**Required action 1:**
Translate this sentence from the Ibn Warraq passage into Spanish: "Although born in India, he held a Pakistani passport."
**Required action 2:**
Using the Ibn Warraq passage, answer each question briefly.
(a) In what year did Warraq adopt the pseudonym?
(b) In which city and region was he born?
(c) Which 9th-century scholar does the name refer to?
**Required action 3:**
Quote the Ibn Warraq passage word for word, starting at "Ibn Warraq (born" and ending at "World Encounter Institute.".

**Given passage:**
Critic of Islam (born 1946)

Ibn Warraq (born 1946) is the pen name of an anonymous author critical of Islam. He is the founder of the Institute for the Secularisation of Islamic Society and used to be a senior research fellow at the Center for Inquiry, focusing on Quranic criticism. Warraq is the vice-president of the World Encounter Institute.

Warraq has written historiographies of the early centuries of the Islamic timeline and has published works which question mainstream conceptions of the period. The pen name Ibn Warraq (ابن وراق, most literally "son of a papermaker") is used due to his concerns for his personal safety; Warraq stated, "I was afraid of becoming the second Salman Rushdie." It is a name that has been adopted by dissident authors throughout the history of Islam. The name refers to the 9th-century skeptical scholar Abu Isa al-Warraq. Warraq adopted the pseudonym in 1995 when he completed his first book, entitled Why I Am Not a Muslim.

He is the editor of several books, also including The Origins of the Koran (1998), The Quest for the Historical Muhammad (2000), What the Koran Really Says (2002) and the writer/editor Leaving Islam (2003). He is a controversial figure among his contemporaries as many academic specialists in Islamic history consider him to be polemical, overly revisionist and lacking in expertise.

==Early life and education==
Warraq was born in Rajkot, Gujarat in British India and his family migrated to the newly independent Pakistan in 1947. His family were of Kutchi origin. Although born in India, he held a Pakistani passport.

Region pointing data:
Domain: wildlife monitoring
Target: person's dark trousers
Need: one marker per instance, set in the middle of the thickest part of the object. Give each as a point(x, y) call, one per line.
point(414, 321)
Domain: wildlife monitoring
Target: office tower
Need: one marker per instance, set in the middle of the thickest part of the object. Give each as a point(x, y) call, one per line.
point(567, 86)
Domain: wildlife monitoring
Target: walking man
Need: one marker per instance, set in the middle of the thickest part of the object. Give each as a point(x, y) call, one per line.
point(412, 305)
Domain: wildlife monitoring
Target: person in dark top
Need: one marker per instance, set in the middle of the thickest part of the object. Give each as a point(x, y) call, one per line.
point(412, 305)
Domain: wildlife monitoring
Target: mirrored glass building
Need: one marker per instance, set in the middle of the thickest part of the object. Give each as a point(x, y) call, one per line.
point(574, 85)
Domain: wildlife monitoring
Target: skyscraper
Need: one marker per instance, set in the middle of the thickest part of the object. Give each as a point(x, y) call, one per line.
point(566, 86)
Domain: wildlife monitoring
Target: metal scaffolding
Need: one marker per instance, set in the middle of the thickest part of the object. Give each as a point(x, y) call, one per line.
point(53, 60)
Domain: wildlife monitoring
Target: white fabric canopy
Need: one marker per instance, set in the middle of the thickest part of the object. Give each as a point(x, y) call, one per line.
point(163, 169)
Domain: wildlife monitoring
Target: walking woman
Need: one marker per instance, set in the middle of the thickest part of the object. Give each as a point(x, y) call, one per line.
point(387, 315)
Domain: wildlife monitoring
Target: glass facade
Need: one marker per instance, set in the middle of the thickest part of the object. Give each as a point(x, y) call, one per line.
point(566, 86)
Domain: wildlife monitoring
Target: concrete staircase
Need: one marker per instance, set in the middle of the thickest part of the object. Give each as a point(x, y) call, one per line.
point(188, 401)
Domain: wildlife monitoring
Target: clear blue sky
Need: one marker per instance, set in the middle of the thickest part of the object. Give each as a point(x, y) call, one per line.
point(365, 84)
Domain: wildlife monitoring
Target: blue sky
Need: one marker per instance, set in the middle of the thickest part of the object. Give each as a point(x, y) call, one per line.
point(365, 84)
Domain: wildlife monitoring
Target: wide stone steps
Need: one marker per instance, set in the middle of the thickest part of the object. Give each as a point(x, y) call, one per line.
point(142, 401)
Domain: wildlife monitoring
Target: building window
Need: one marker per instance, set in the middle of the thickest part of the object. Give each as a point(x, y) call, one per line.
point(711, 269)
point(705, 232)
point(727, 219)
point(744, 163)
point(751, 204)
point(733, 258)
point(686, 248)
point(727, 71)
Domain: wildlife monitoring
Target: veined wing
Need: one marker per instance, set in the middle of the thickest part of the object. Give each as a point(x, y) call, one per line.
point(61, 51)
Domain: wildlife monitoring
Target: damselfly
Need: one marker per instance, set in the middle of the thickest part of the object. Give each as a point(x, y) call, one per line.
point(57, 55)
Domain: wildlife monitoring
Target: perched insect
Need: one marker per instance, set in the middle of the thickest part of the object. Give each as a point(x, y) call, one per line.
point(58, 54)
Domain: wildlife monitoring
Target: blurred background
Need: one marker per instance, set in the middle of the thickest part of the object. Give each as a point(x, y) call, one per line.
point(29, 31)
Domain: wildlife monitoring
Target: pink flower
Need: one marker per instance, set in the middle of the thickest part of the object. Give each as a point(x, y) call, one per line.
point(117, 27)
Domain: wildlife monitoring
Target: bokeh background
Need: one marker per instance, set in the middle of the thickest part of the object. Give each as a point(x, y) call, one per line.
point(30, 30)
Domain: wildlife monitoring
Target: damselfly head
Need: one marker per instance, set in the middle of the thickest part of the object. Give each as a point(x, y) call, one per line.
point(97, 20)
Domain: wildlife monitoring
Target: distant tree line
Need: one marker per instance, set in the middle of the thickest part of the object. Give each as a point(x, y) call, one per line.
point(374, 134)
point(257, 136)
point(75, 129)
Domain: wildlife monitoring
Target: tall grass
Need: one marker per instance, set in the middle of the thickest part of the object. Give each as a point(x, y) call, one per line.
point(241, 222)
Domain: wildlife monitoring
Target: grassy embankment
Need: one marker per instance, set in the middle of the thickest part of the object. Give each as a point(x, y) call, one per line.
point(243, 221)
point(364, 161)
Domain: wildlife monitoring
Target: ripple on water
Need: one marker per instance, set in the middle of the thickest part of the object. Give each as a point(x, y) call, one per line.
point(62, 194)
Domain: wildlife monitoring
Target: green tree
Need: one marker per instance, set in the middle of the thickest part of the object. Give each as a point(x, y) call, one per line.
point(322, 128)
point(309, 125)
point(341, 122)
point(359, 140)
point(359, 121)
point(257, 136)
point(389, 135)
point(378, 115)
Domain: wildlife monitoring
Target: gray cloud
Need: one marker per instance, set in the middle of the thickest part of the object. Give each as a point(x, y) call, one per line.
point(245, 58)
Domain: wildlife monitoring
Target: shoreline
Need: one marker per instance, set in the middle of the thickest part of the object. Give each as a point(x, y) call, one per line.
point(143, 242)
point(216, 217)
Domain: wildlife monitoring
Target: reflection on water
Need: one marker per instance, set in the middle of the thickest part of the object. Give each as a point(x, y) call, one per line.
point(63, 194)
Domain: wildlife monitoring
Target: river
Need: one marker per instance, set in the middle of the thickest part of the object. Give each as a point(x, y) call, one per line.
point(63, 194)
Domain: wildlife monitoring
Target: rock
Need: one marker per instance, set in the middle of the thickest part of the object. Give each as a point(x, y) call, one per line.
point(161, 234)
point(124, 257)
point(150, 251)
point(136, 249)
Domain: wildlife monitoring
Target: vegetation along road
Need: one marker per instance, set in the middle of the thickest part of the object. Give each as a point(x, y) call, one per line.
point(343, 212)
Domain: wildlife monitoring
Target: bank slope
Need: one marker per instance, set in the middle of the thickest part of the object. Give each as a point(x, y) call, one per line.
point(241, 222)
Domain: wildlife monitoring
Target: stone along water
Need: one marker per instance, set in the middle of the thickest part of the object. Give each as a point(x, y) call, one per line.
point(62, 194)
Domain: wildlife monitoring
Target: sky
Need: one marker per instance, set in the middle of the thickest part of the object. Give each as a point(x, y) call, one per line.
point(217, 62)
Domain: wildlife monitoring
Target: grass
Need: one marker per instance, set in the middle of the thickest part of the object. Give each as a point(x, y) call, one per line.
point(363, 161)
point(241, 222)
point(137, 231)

**Exercise solution 1:**
Aunque nació en la India, tenía pasaporte paquistaní.

**Exercise solution 2:**
(a) 1995
(b) Rajkot, Gujarat, in British India
(c) Abu Isa al-Warraq

**Exercise solution 3:**
Ibn Warraq (born 1946) is the pen name of an anonymous author critical of Islam. He is the founder of the Institute for the Secularisation of Islamic Society and used to be a senior research fellow at the Center for Inquiry, focusing on Quranic criticism. Warraq is the vice-president of the World Encounter Institute.